### Your goal:
How many lines in the data contain the string "hand", with case counting? Give only the number.

### Information shown:
start

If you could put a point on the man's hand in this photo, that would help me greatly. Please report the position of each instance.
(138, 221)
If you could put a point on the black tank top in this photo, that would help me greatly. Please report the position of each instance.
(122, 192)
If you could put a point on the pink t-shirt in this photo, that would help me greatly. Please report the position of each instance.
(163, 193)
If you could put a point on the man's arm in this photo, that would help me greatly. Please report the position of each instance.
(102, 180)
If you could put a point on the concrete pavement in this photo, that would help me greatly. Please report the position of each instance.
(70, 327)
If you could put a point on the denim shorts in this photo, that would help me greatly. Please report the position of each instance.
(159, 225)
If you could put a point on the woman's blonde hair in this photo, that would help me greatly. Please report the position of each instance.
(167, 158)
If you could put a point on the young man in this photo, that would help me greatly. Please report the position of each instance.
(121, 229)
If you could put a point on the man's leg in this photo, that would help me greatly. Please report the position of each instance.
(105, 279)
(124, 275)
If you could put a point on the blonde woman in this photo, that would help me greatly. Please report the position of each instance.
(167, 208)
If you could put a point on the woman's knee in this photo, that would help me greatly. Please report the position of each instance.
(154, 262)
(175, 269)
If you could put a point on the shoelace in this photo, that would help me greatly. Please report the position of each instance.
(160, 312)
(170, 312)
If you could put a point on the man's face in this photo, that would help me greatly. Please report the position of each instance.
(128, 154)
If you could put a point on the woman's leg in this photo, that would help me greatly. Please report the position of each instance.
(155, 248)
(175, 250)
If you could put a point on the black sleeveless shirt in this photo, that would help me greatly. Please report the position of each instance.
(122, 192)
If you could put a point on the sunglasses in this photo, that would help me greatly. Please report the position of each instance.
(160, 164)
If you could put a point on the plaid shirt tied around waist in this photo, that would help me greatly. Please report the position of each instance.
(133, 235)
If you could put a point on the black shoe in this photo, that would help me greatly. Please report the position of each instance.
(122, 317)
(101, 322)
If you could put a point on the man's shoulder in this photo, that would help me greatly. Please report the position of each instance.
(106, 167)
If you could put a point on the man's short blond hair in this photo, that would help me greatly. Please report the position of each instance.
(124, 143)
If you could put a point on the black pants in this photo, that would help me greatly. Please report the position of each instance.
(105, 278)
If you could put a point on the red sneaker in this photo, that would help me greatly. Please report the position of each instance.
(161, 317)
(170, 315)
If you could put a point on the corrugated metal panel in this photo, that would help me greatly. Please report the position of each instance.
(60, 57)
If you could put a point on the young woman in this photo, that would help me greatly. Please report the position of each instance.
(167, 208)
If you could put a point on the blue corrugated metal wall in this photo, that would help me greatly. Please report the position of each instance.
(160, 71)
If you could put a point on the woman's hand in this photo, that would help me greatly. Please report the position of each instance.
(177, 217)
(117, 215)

end
start

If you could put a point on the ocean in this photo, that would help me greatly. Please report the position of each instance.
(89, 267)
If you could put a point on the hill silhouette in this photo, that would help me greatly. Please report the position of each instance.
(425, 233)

end

### Output:
2